(Text-to-region grounding data)
_____
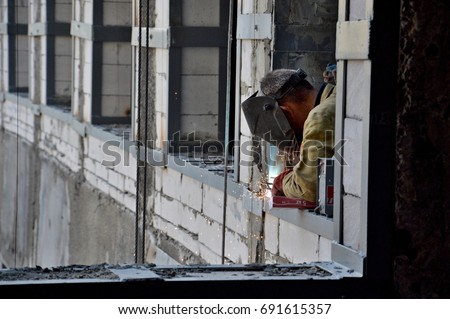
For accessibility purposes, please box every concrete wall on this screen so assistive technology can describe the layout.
[273,0,337,88]
[0,97,137,268]
[395,0,450,298]
[0,128,135,268]
[0,133,36,267]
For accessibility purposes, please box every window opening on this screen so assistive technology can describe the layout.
[92,0,132,124]
[234,0,340,266]
[46,1,72,108]
[28,1,72,109]
[3,0,29,94]
[168,0,234,156]
[168,0,236,176]
[71,0,132,125]
[264,1,338,213]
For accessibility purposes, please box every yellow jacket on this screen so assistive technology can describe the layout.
[282,84,336,201]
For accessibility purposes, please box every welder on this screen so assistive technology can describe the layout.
[242,66,336,203]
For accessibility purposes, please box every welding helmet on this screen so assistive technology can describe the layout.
[241,68,307,148]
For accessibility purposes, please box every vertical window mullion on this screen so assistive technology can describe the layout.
[168,0,231,153]
[168,46,182,145]
[168,1,183,147]
[46,1,56,104]
[91,0,104,123]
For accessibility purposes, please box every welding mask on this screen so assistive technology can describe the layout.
[241,69,307,148]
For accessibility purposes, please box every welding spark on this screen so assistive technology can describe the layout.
[254,173,272,200]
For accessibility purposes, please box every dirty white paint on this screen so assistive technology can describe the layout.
[36,161,71,268]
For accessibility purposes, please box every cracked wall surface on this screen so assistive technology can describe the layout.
[395,0,450,298]
[0,128,136,268]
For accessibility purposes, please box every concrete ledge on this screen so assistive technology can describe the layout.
[0,262,388,299]
[0,262,357,284]
[85,124,124,143]
[166,155,243,199]
[40,104,72,123]
[268,208,334,240]
[4,93,40,115]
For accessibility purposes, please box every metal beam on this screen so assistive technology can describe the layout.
[92,25,132,42]
[168,47,182,143]
[46,1,55,105]
[131,27,169,48]
[0,23,27,35]
[91,40,104,120]
[28,22,71,36]
[91,116,131,125]
[236,13,272,40]
[331,242,365,275]
[364,0,400,281]
[46,35,56,104]
[70,21,131,42]
[70,21,93,40]
[336,20,371,60]
[170,27,228,47]
[333,61,346,244]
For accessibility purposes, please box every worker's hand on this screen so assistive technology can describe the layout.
[271,168,293,197]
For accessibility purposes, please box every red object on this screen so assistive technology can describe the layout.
[271,168,293,196]
[327,185,334,205]
[272,196,316,209]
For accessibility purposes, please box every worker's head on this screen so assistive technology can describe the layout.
[260,69,316,135]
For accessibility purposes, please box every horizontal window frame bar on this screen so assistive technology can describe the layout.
[131,27,169,48]
[91,116,131,125]
[170,26,228,47]
[28,22,71,36]
[0,23,28,35]
[70,21,131,42]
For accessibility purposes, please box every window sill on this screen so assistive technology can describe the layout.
[268,207,334,240]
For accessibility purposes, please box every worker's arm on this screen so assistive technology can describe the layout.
[281,97,335,201]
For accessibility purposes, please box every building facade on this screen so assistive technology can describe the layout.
[3,0,448,298]
[0,0,382,270]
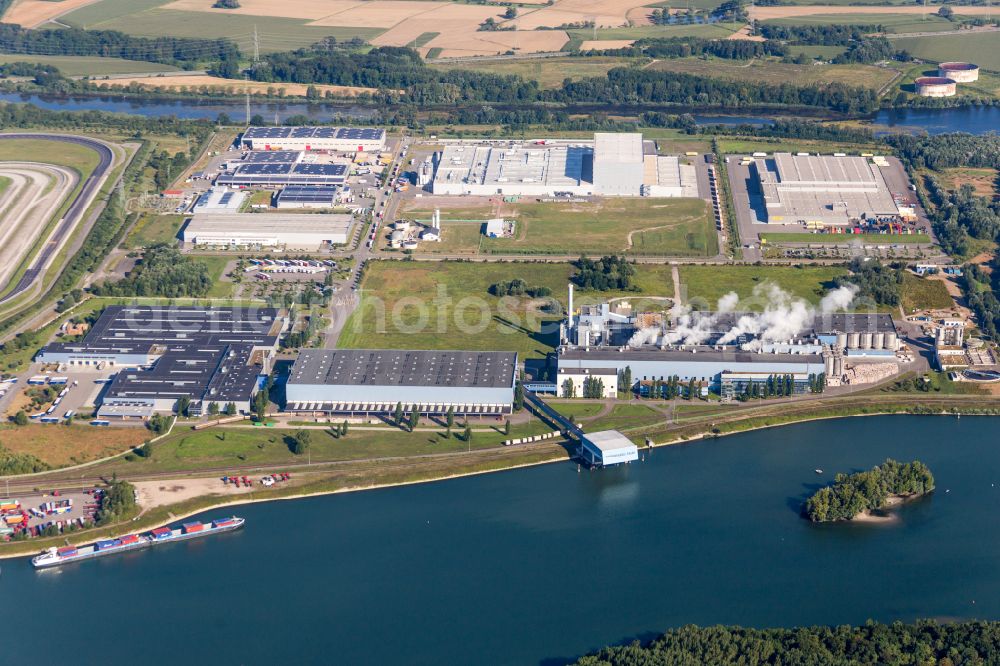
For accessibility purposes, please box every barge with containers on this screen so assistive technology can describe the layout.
[31,516,244,569]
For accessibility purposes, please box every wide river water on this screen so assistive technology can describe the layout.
[2,415,999,665]
[2,91,999,134]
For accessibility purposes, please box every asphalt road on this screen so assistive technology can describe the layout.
[0,133,115,306]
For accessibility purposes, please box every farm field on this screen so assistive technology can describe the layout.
[94,75,380,98]
[0,55,180,77]
[339,261,676,359]
[892,33,1000,72]
[749,5,997,21]
[646,57,896,90]
[431,56,633,89]
[60,0,384,52]
[763,13,958,33]
[399,198,717,257]
[567,22,741,43]
[677,264,847,309]
[2,0,99,27]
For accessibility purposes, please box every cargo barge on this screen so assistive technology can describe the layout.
[31,516,244,569]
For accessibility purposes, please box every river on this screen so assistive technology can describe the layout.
[1,415,998,665]
[2,91,999,135]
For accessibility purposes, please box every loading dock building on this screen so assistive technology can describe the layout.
[182,213,353,249]
[753,153,901,225]
[36,306,284,417]
[580,430,638,467]
[285,349,518,416]
[239,127,386,152]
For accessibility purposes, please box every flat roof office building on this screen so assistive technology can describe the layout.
[239,127,386,152]
[286,349,518,416]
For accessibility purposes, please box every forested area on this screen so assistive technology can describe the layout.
[604,36,785,60]
[833,36,898,64]
[836,259,903,306]
[573,256,636,291]
[574,620,1000,665]
[889,133,1000,257]
[91,245,212,298]
[554,69,879,113]
[758,24,881,46]
[963,261,1000,341]
[804,459,934,522]
[95,479,138,525]
[0,24,237,66]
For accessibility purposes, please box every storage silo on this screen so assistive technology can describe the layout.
[884,331,898,350]
[874,332,885,349]
[825,355,835,377]
[847,332,860,349]
[836,332,848,350]
[860,332,873,349]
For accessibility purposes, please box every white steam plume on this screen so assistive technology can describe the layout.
[819,284,859,314]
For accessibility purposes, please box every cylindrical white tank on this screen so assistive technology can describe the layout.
[874,332,885,349]
[833,356,845,377]
[915,76,957,98]
[847,332,860,348]
[884,331,898,350]
[938,62,979,83]
[836,333,847,350]
[825,355,835,376]
[860,332,873,349]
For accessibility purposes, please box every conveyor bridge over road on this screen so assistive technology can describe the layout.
[524,390,583,440]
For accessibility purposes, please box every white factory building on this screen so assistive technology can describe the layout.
[239,126,386,152]
[182,213,353,249]
[754,153,901,225]
[580,431,639,467]
[431,133,698,198]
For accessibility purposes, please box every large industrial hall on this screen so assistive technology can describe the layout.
[431,132,698,197]
[753,153,901,225]
[285,349,518,416]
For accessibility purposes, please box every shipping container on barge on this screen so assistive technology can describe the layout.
[31,517,244,569]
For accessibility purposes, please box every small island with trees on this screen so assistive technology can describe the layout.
[804,459,935,523]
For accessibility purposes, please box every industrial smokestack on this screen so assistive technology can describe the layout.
[568,283,574,321]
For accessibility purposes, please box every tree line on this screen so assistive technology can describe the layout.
[804,458,934,522]
[0,24,237,66]
[758,23,882,46]
[599,36,786,60]
[573,619,1000,665]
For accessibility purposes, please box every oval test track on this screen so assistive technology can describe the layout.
[0,133,114,306]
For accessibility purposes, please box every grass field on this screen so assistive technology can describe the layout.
[900,272,954,312]
[759,232,931,244]
[400,199,717,257]
[646,57,896,90]
[568,22,741,42]
[340,261,676,359]
[939,167,999,198]
[126,213,183,248]
[0,423,148,467]
[586,403,664,431]
[62,0,384,52]
[97,418,559,474]
[763,13,957,33]
[786,45,846,60]
[432,56,634,89]
[677,265,847,309]
[0,54,180,76]
[0,138,100,175]
[892,32,1000,72]
[716,137,882,156]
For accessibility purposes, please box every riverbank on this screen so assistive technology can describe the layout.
[1,396,991,559]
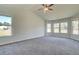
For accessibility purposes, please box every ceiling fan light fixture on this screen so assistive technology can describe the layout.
[43,7,49,13]
[44,7,49,11]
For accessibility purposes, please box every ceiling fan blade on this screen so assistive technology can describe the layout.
[49,8,53,11]
[42,4,48,7]
[42,4,44,6]
[48,4,54,7]
[42,4,46,6]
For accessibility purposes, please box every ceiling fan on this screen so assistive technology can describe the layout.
[38,4,54,13]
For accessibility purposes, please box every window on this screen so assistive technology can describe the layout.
[72,20,79,35]
[54,23,59,33]
[0,16,12,37]
[47,23,51,33]
[60,22,68,33]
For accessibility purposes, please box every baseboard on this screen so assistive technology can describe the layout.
[0,36,44,46]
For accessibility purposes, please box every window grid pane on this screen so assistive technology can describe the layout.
[47,24,51,33]
[60,22,68,33]
[72,20,79,35]
[54,23,59,33]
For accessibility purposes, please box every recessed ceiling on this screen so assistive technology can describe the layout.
[0,4,79,20]
[35,4,79,20]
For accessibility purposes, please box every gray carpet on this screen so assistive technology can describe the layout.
[0,36,79,55]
_____
* WHAT YOU ARE ASKED TO DO:
Word for word, copy the line containing "For accessibility purposes, please box every recessed" and each line after it to the end of the records, and nothing besides.

* WRITTEN SOLUTION:
For accessibility purposes, please box every recessed ceiling on this screen so assistive technology can describe the layout.
[0,4,79,20]
[35,4,79,20]
For accessibility purposes, please box every gray carpet on this screen so assistive technology can describe the layout.
[0,36,79,55]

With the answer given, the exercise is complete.